## Problem description
Return the lines below exactly, starting with the line that contains "Return one point for each instance of the metal security" and stopping after the last line.

## Exercise inputs
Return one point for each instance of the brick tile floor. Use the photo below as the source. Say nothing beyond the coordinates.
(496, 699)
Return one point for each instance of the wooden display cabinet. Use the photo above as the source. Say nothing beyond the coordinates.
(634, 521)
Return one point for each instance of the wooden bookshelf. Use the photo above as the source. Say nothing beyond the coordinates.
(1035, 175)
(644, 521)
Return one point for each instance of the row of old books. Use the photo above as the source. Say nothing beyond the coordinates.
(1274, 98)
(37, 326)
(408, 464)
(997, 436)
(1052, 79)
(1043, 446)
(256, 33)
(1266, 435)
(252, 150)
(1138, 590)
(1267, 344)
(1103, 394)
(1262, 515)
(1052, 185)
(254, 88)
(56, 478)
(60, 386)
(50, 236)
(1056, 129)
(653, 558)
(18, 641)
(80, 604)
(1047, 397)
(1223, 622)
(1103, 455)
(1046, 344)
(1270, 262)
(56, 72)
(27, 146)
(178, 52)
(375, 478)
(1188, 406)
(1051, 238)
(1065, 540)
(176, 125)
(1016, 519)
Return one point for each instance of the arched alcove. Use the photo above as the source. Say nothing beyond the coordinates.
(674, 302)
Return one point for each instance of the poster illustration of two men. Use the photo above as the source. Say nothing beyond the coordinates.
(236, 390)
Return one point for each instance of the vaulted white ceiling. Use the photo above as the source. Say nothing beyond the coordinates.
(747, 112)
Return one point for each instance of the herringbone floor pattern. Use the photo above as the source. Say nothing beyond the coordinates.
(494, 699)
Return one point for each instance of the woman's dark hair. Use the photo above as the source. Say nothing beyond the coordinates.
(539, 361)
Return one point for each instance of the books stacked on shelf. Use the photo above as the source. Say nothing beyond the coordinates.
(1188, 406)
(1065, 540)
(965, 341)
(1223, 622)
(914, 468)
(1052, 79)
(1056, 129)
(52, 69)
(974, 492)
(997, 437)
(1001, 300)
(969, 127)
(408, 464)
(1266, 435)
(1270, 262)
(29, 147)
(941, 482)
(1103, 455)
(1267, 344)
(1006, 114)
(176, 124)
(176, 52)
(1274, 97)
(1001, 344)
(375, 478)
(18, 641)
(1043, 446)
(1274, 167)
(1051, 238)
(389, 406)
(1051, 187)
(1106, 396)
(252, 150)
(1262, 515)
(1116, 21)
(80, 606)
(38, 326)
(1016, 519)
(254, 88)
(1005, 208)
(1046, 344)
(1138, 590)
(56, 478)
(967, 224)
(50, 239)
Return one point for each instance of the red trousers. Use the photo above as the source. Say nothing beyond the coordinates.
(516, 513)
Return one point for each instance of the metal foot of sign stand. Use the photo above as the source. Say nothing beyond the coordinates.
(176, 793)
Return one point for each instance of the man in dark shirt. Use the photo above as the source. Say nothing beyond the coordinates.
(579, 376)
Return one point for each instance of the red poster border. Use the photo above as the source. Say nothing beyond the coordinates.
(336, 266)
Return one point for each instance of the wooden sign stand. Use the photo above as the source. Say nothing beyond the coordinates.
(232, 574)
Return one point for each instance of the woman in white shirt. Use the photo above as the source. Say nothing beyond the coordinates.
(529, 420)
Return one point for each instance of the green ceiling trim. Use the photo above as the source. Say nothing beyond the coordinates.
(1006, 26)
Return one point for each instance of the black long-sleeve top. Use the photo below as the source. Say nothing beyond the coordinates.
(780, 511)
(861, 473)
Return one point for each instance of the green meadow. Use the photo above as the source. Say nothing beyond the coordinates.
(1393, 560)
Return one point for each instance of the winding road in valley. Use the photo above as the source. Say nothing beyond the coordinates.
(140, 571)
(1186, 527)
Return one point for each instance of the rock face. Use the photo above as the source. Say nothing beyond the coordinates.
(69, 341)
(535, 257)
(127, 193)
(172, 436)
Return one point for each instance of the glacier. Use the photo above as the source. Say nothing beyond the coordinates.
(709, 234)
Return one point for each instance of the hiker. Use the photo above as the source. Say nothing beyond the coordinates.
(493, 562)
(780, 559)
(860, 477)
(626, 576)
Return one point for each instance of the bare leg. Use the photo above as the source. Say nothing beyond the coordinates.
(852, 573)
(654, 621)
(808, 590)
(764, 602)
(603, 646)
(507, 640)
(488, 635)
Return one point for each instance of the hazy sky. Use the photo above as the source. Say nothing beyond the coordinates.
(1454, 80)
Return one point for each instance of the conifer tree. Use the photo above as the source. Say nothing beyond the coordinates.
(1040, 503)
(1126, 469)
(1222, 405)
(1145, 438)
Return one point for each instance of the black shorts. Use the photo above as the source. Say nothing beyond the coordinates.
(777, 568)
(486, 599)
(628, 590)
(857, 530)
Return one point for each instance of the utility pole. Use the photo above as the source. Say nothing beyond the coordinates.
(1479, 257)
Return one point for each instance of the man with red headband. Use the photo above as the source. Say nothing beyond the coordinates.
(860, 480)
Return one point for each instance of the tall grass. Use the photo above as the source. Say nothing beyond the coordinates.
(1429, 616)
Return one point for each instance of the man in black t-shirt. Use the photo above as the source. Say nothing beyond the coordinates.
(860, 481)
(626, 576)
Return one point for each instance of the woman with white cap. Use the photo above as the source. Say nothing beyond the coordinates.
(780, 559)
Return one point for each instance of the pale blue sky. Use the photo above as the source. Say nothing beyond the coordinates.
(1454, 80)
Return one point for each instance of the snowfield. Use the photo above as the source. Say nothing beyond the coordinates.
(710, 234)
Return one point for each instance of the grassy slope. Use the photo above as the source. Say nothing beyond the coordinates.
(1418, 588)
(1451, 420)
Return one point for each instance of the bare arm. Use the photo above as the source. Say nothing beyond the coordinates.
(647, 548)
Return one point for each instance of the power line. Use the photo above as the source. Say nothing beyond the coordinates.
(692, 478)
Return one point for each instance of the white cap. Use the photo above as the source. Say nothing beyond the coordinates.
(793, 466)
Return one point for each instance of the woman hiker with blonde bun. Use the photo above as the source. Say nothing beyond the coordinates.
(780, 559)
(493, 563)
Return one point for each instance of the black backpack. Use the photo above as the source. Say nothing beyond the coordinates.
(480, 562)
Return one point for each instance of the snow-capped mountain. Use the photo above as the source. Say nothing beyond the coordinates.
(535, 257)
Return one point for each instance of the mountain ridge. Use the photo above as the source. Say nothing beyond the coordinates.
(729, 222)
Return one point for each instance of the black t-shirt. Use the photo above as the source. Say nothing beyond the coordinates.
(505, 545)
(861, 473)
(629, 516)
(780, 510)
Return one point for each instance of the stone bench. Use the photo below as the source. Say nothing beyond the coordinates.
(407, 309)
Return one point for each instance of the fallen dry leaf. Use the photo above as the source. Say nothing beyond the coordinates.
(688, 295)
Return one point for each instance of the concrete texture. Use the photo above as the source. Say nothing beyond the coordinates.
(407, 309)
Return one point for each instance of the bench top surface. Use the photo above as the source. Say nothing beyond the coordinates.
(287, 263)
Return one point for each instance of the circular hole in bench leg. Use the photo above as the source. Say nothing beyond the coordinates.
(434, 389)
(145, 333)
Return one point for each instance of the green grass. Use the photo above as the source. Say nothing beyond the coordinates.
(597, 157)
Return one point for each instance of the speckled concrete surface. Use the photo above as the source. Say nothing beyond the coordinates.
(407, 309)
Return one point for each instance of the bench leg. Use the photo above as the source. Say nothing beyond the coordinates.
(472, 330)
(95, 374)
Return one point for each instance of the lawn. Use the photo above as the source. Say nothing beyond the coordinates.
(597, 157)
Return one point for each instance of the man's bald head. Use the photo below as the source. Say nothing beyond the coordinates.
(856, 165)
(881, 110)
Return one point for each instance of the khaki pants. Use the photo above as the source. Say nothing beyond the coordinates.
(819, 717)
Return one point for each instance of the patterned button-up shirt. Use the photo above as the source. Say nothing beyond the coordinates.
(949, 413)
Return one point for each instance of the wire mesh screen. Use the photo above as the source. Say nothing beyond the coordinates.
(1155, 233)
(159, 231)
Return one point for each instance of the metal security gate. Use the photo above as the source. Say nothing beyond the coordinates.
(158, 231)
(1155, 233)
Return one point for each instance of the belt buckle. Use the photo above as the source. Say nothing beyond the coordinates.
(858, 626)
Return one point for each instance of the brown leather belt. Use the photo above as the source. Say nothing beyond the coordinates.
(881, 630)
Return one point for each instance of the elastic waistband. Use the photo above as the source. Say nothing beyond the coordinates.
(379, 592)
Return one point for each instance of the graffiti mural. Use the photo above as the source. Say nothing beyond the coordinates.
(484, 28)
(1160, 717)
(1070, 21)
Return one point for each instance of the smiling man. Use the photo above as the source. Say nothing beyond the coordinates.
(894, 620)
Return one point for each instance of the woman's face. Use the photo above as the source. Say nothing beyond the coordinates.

## Finished exercise
Return one point for each instance of the metal security gate. Use the photo above as the source. Say nothing beyond the coordinates.
(158, 231)
(1155, 233)
Return one point for each instance of the belt buckle. Use the photo above as the source. Say nothing beyond the coordinates.
(858, 626)
Return one point for each instance of the brown leather belt. Use the photo above as the source. Say nothing beyond the coordinates.
(881, 630)
Return one point for each instance of the elastic waistband. Use the photo above as the source. Say nothing beyond the coordinates.
(379, 592)
Return one point for each instance of the graffiti mural. Use the photo above as the source. Say nothing beyond the coordinates.
(484, 28)
(1160, 717)
(1070, 21)
Return one point for each instance of the smiling man. Use the photo above as the source. Say nothing beyond the coordinates.
(894, 620)
Return one point for each instance of the woman's face. Use the photo above as the source. Say nothing beyond the coordinates.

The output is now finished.